Quote the stretch of the material from the line containing "[indicate] the teal" through its end, word for word.

[Entries drawn from a collection]

-- START --

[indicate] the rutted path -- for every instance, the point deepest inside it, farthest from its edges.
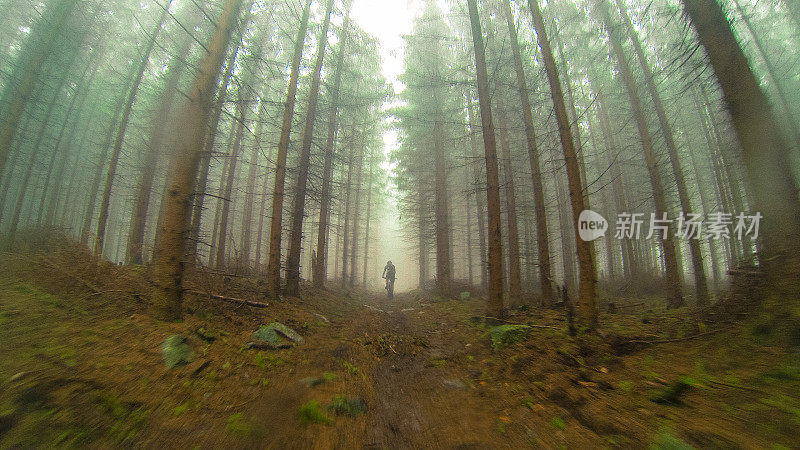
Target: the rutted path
(419, 401)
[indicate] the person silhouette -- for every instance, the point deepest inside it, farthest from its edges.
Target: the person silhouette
(389, 274)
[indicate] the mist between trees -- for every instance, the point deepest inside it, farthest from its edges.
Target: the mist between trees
(248, 137)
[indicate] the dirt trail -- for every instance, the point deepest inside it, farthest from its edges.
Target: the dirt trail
(418, 401)
(84, 369)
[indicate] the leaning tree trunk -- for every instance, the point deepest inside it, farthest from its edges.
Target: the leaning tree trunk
(135, 248)
(587, 310)
(495, 294)
(701, 285)
(120, 139)
(422, 236)
(777, 81)
(299, 202)
(356, 211)
(514, 270)
(321, 267)
(247, 219)
(37, 49)
(344, 231)
(105, 150)
(476, 175)
(274, 264)
(172, 248)
(208, 149)
(670, 250)
(543, 246)
(764, 152)
(230, 178)
(367, 219)
(629, 265)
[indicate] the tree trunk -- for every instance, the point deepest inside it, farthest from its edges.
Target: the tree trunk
(764, 151)
(274, 264)
(356, 211)
(668, 246)
(223, 181)
(80, 95)
(587, 311)
(367, 221)
(208, 149)
(630, 268)
(105, 149)
(701, 285)
(345, 235)
(34, 153)
(120, 139)
(20, 83)
(495, 294)
(442, 225)
(250, 199)
(191, 128)
(321, 268)
(514, 271)
(536, 174)
(299, 202)
(422, 236)
(479, 200)
(776, 80)
(135, 249)
(227, 195)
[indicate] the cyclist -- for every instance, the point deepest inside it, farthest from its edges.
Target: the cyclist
(389, 276)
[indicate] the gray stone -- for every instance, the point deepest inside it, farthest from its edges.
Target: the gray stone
(176, 351)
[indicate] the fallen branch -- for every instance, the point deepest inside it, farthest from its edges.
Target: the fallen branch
(267, 346)
(665, 341)
(229, 299)
(547, 327)
(744, 388)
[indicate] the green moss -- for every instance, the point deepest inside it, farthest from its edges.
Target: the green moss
(505, 335)
(557, 423)
(128, 422)
(438, 362)
(310, 413)
(350, 368)
(666, 440)
(348, 406)
(267, 361)
(180, 409)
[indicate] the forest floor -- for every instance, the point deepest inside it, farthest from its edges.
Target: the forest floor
(81, 366)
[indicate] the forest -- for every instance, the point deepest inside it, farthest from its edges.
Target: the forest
(400, 224)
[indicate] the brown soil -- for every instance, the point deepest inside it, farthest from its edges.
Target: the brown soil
(82, 367)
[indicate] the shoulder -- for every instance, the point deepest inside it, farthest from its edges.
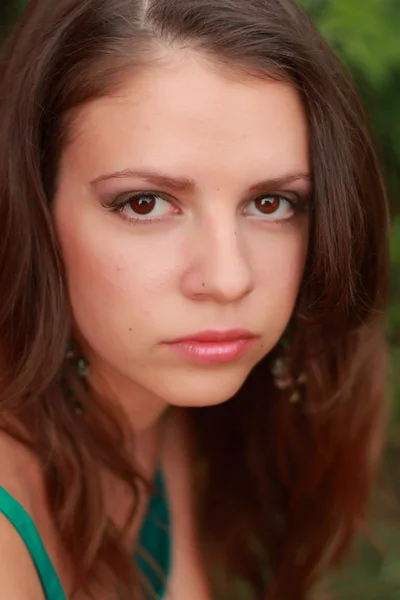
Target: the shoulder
(18, 577)
(19, 477)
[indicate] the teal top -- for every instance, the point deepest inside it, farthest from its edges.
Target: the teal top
(154, 542)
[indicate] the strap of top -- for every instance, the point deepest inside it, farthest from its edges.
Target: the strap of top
(155, 540)
(26, 528)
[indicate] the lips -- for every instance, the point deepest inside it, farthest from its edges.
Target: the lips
(214, 336)
(214, 347)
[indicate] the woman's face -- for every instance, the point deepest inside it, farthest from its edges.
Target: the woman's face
(182, 208)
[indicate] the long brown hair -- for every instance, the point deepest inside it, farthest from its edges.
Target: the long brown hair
(284, 486)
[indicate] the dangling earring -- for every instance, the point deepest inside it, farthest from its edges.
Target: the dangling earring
(282, 377)
(78, 362)
(80, 366)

-- END --

### Finished answer
[indicate] the teal top -- for every instance, the point deepest inside it, farthest from its edges.
Target: the teal top
(154, 542)
[indicate] the strap of top -- for every instance, the point deepest inside it, farthest from its edges.
Target: the strap of top
(155, 540)
(26, 528)
[indicate] the lips -- for every instance, the point deepest inside it, farthest from its edges.
Target: the lips
(214, 336)
(214, 347)
[indicate] the woman's face -- for every instance, the point deepest inside it, farthest from its edges.
Target: the woman's face
(182, 208)
[indicate] the long brown hair -- for every instance, the point deepest inside it, farthest from its edges.
Target: the long brown hair
(284, 486)
[indicate] the dangling earring -- for every instance, the point deepest inside it, farthest from its edges.
Target: the dangling earring
(282, 377)
(78, 362)
(80, 366)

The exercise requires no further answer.